**YOUR OBJECTIVE:** Print the records again, matching each line exactly.

**MATERIAL FOR THE TASK:**
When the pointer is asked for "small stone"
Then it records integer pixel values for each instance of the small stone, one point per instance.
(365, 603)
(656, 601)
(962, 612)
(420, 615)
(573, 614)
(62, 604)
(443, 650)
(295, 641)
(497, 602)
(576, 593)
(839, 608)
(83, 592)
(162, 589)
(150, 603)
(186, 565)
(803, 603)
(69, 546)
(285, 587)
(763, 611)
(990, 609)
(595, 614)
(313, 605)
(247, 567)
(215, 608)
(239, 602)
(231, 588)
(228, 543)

**RESPONSE FOR THIS EXERCISE:**
When the pointer is asked for "small stone"
Then it records integer pixel values for each instance of the small stone, one point per instance.
(365, 603)
(656, 601)
(962, 612)
(420, 615)
(573, 614)
(62, 604)
(443, 650)
(295, 641)
(497, 602)
(576, 593)
(839, 608)
(83, 592)
(162, 589)
(150, 603)
(186, 565)
(803, 603)
(69, 546)
(285, 587)
(763, 611)
(990, 609)
(595, 614)
(313, 605)
(247, 567)
(215, 608)
(239, 602)
(231, 588)
(228, 543)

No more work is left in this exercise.